STUDY QUESTIONS ::
[1] Write out everything in the Thompson Heller review from "THOMPSON HELLER, DETECTIVE" down to "WHAT'S IT ABOUT?".
[2] Supply the next part of the Thompson Heller comic review, picking up after its final sentence.

PASSAGE SHOWN ::
::::::

THOMPSON HELLER, DETECTIVE INTERSTELLAR #1-3
Writer: Milton Lawson
Artist: Dave Chisholm
Colors: Fabian Cobos
Letters: Damon Kane
Publisher: Source Point Press & Comics Experience
WHAT IS IT?
Thom to some, Hell to most, crack detective for hire! Thompson Heller's a wry interstellar private dick whose terrible luck and unerring instincts mean he's always broke, usually drunk and never shaken. Usually.
WHAT'S IT ABOUT?
Lawson and Chisholm populate the stars with intricate, deep worlds through which Hell sails while barely skirting – and sometimes slamming right into – disaster. Throughout the first three issues, he takes on cases to help old friends, uncover corporate espionage, debunk capitalist nonsense and pretty much always make a nuisance of himself, the agitator.

::::::

GIVEN DATA ::
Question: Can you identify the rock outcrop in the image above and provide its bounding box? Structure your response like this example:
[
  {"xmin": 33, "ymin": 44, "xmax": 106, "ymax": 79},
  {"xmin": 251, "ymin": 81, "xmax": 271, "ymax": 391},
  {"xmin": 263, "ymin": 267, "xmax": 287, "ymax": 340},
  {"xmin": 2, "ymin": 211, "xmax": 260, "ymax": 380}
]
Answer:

::::::

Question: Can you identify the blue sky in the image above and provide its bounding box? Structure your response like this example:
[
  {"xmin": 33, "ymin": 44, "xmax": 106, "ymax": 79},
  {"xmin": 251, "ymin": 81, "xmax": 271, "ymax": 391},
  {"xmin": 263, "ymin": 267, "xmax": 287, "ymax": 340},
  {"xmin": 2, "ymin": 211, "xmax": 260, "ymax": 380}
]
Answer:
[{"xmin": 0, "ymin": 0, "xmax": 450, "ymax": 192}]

::::::

RESULTS BY TASK ::
[1]
THOMPSON HELLER, DETECTIVE INTERSTELLAR #1-3
Writer: Milton Lawson
Artist: Dave Chisholm
Colors: Fabian Cobos
Letters: Damon Kane
Publisher: Source Point Press & Comics Experience
WHAT IS IT?
Thom to some, Hell to most, crack detective for hire! Thompson Heller's a wry interstellar private dick whose terrible luck and unerring instincts mean he's always broke, usually drunk and never shaken. Usually.
WHAT'S IT ABOUT?

[2]
At once a blend of classic '40s hard-boiled crime/noir and intricate '70s sci-fi, Thompson Heller, Detective Interstellar delights with its keen attention to detail, intricate plotting and incredible world-building.
Lawson pretty much nails the tone you need to pull off a weary noir detective. Decades of gritty pulp heroes are distilled into the acerbic-yet-charming Heller, whose keen wit, blistering sarcasm and moral center make him a protagonist we can get behind, and stay rooting for as the universe expands.
Chisholm's art is, well, stellar. Character design and sci-fi concepts are off the charts, with new creatures, backgrounds, clothing, weaponry and details popping in each panel and on each page turn.
Layouts are impressive, with the occasional spatter of texture outside a panel border to give a moment some grit and dirty the page a little. We saw this in CANOPUS and it's put to good use here, too. Of special note in terms of sequential skill and imagination are the ocean-scapes in issue #1, Elbee's broken-down design in issue #2 and Dr. Maxwell's "packing" montage in issue #3 – all different, and all exceptionally rendered.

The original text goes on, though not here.